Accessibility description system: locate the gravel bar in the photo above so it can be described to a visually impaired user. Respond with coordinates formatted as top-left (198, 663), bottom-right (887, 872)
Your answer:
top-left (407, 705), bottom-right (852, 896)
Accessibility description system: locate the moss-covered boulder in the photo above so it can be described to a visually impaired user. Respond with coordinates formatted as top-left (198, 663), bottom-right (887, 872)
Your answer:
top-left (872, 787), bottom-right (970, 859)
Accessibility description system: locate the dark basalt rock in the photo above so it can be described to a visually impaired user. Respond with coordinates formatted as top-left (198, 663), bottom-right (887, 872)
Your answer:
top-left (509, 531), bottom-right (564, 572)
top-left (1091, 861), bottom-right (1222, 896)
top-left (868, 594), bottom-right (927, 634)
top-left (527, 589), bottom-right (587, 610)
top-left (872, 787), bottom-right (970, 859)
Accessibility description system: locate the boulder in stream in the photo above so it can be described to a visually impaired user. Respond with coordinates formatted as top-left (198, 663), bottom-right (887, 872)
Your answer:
= = =
■ **Set exercise**: Reproduce every line of the data above word for word.

■ **Result of this exercise**:
Accessibility description system: locate the gravel bar in the photo above so it can be described to a visually impaired user. Respond with coordinates formatted as top-left (198, 663), bottom-right (887, 872)
Your answer:
top-left (407, 705), bottom-right (852, 896)
Accessibility description system: locate the moss-covered boulder in the photo above so it can be described to a visually impaired user. Respond with coordinates formatted as top-left (198, 663), bottom-right (887, 872)
Your answer:
top-left (872, 787), bottom-right (970, 859)
Accessibility description system: locate the dark basalt rock in the photo above so it can be described to a visually impaired user. Respond with coordinates formatted as top-left (198, 663), bottom-right (887, 872)
Your answer:
top-left (509, 531), bottom-right (564, 572)
top-left (1091, 861), bottom-right (1222, 896)
top-left (868, 594), bottom-right (927, 634)
top-left (527, 589), bottom-right (587, 610)
top-left (872, 787), bottom-right (970, 859)
Accessibility description system: locate the boulder in stream in the photo above so it can be described to a visually impaired user. Respond with coordinates formatted as top-left (198, 663), bottom-right (887, 872)
Your answer:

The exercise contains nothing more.